PROBLEMS TO SOLVE
A. Revise the school board article from "A group of 16" to "from the board.", putting "certificate of appreciation" wherever "plaque of appreciation" appears.
B. According to the school board article, what claims-to-premiums ratio did the district report for the year?
[EXCERPTED PASSAGE — start]
Renovations for the South Building at the Monett Middle School will go forward this summer once preparatory work has been completed. Superintendent Dr. John Jungmann said the first step involves removing the old tiles and adhesive from the 1970s, both of which will have asbestos content. Gerken Enterprises, the multi-state corporation with offices in Springfield used previously by the district, got the contract to remove the old material for $23,337.
Board members decided they had no further use for the two remaining houses located south of the administrative offices acquired in a trade for the last house built by the construction technology class at the Southwest Area Career Center. Vaughn Dirtworks got the bid to remove both houses for $9,190 and finished work shortly after the meeting.
Health insurance became the major financial concern laid before board members. Jungmann reported the district had had another tough year, with a claims-to-premiums ratio of 116 percent. Consequently, the district's health insurance carrier, Cox Health Systems, had presented a 19 percent increase in premiums for the coming year, the second consecutive significant rate hike.
If the district kept the same benefit plan, Jungmann said it would cost an additional $200,000. He planned to meet with the insurance committee, look at possible benefit reductions and seek bids from other providers. The superintendent was not optimistic about finding another carrier with better rates.
"There have been major [medical] cases [on which] they've been spending a lot of money. These things tend to run in cycles. We may be coming out of it," Jungmann said.
As a way to generate a little more money for the district, the board opted to sell the rights to make hay from the field north of the high school. Robert Brite won the bid to remove the grass at a cost of $6.50 per round bale of hay.
By the May board meeting, Jungmann said the state legislature would be close to adjournment. Much of the discussion about school funding is expected in the final weeks of the session. Jungmann expected to have a much clearer picture about the district's financial picture for the coming year at that time.
High School Principal David Steward reported on the findings of a committee he led that reviewed the policy on citizenship for participation in extracurricular activities, the first such review done in 10 years. The committee concluded the policy was a good one, making a student ineligible for participation if guilty of drug or alcohol abuse.
The board adopted updated student handbooks. A new clause was added to the policy of extra-curricular activities, stating that if an offender signed up for an approved counseling program, suspension time could be cut in half.
The drug testing policy for employees was reviewed. The policy already calls for post-accident testing for drugs or alcohol for accidents occurring at school events or on school property. The new policy, which would be taken into account by the district's worker's compensation insurance carrier, would extend mandatory post-accident testing to off-school incidents as well. Jungmann expected the board to adopt the change at its May meeting.
|Several presentations were made at the April board meeting. Amy Johnson, high school teacher in charge of the Enhancing Missouri's Instructional Networked Teaching Strategies (eMINTS) program showed board members how the new school district Internet web page will work.||Students will be interacting daily with technology by seeing a calendar with all of their assignments listed on the website, and students can submit their work to her over the Internet.|
Johnson explained how teachers will be able to grade work using the website, and parents will be able to track what assignments are due and when. Overall Johnson was enthusiastic about the new instructional and informational Internet tool.
"We look for the web page to be a one-stop shopping place for everything educational at Monett R-1," Jungmann said. He expected full use of the web page would be phased in gradually, as both parents and teachers would need to be trained in how to use it.
"It's definitely a step in the right direction for the future of education," Jungmann said.
Members of the Future Problem Solving team from Central Park Elementary, under faculty sponsor Maure Watson, received certificates from the board for qualifying for state. The two Monett squads won second and fifth place in state competition.
A group of 16 students under Pam Dorton, special services director, and Angela Johnson, high school special education teacher, appeared after competing at the Special Olympics. They brought the medals earned at competition. Each of the students received a plaque of appreciation from the board.
[EXCERPTED PASSAGE — finish]
[SOURCE MATERIAL — start]
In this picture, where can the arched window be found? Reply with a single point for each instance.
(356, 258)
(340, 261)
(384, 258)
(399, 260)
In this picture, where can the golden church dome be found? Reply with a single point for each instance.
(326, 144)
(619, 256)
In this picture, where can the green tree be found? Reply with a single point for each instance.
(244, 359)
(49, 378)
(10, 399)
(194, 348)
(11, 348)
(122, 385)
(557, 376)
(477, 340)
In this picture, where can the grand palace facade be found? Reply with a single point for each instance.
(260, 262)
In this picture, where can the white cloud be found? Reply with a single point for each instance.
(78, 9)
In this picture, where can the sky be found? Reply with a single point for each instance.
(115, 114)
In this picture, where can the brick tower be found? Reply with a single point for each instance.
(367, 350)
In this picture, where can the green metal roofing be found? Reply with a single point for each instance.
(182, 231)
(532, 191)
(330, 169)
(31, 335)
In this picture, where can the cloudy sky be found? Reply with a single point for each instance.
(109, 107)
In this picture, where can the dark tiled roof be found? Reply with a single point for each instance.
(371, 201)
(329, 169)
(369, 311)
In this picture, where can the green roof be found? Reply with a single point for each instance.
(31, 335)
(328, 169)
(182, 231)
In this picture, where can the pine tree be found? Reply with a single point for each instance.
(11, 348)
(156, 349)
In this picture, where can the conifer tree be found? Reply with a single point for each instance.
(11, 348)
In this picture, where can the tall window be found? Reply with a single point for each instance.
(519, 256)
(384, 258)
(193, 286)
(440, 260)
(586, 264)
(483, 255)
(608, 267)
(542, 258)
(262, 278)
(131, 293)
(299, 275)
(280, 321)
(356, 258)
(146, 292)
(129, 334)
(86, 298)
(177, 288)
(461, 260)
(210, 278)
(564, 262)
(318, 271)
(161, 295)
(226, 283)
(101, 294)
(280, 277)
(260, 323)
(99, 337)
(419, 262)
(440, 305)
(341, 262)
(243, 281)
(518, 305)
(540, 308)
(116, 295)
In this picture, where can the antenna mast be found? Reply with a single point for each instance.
[SOURCE MATERIAL — finish]
RESPONSES BY TASK
A.
A group of 16 students under Pam Dorton, special services director, and Angela Johnson, high school special education teacher, appeared after competing at the Special Olympics. They brought the medals earned at competition. Each of the students received a certificate of appreciation from the board.

B. 116 percent